[Extracted material — start]
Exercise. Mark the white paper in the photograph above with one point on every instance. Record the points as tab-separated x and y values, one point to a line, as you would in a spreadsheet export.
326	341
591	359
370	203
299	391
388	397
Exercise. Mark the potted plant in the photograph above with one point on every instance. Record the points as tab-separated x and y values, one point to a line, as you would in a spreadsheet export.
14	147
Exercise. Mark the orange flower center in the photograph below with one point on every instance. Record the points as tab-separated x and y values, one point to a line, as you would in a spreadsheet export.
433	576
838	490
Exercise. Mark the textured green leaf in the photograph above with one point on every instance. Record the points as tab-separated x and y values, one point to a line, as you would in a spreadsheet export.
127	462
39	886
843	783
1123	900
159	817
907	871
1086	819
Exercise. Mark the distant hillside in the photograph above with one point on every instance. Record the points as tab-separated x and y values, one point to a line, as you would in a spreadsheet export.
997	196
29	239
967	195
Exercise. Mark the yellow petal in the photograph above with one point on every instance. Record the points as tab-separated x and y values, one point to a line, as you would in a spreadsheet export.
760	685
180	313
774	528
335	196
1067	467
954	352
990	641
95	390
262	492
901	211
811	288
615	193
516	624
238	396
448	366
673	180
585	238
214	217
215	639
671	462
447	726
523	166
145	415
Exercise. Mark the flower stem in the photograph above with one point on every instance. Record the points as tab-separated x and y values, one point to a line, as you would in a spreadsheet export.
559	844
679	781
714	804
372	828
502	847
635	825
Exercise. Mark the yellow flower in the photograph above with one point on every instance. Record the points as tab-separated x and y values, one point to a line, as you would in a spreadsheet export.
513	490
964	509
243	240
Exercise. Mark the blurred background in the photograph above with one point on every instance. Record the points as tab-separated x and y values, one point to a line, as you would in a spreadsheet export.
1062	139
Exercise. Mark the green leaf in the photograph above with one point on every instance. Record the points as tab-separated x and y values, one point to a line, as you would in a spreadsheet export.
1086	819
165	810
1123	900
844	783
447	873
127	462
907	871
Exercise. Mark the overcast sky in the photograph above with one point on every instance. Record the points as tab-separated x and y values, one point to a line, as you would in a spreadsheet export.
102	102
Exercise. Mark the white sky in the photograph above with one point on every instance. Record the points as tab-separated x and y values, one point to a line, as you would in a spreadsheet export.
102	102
[Extracted material — finish]
Exercise directions:
Print every record above exactly as written.

Exercise output:
Exercise. Mark the white paper in the photograph above with one point on every instance. Record the points as tab-separated x and y values, one point to a line, as you would in a spreadsheet export.
326	341
591	359
370	203
299	391
388	397
Exercise. Mark the potted plant in the photograph above with one point on every instance. Record the points as tab-separated x and y values, one point to a line, as you would in a spreadsheet export.
14	147
Exercise. Mark the orange flower center in the photograph below with one point on every instance. Record the points as tab-separated x and y values, one point to a line, as you would in a spreadsheet export.
433	576
838	490
Exercise. Mark the textured green leaf in the photograph above with one point on every instance. Record the points as tab-separated x and y values, one point to a line, as you would in a spreadsheet export.
127	462
39	886
843	783
1123	900
159	817
907	871
1086	819
Exercise. Mark the distant hillside in the photograph above with one point on every instance. Record the points as tab-separated x and y values, one point to a line, as you would in a spreadsheet export.
997	196
29	239
967	195
Exercise. Mark the yellow petal in the photograph above with one point on every instance. Record the points as tab-separated x and y values, one point to a line, as you would in a spreadsheet export.
760	685
180	313
774	528
335	196
1067	467
954	352
990	641
95	390
262	492
901	211
811	288
615	193
516	624
238	396
448	366
673	180
585	238
214	217
215	639
671	462
447	726
523	166
145	415
Exercise. Mark the flower stem in the photograph above with one point on every instance. Record the points as tab-separated x and y values, one point to a line, as you would in a spreadsheet export.
559	844
679	781
714	804
372	828
502	847
635	825
Exercise. Mark the yellow flower in the photograph above with one point on every instance. Record the points as tab-separated x and y values, one point to a line, as you would in a spreadsheet export.
513	490
964	509
243	240
Exercise. Mark the blurred background in the photograph above with one point on every instance. Record the points as tab-separated x and y values, one point to a line, as you would in a spreadsheet export.
1062	139
Exercise. Mark the green leaf in the photograph above with one point on every instance. Record the points as tab-separated x and y values, one point to a line, as you would in a spreadsheet export.
1086	819
165	810
1123	900
844	783
447	873
127	462
907	871
Exercise. Mark the overcast sky in the photograph above with one point on every instance. Record the points as tab-separated x and y values, one point to a line, as you would in a spreadsheet export.
102	102
Exercise. Mark the white sky in the photograph above with one point on every instance. Record the points as tab-separated x and y values, one point to a line, as you would in a spreadsheet export.
102	102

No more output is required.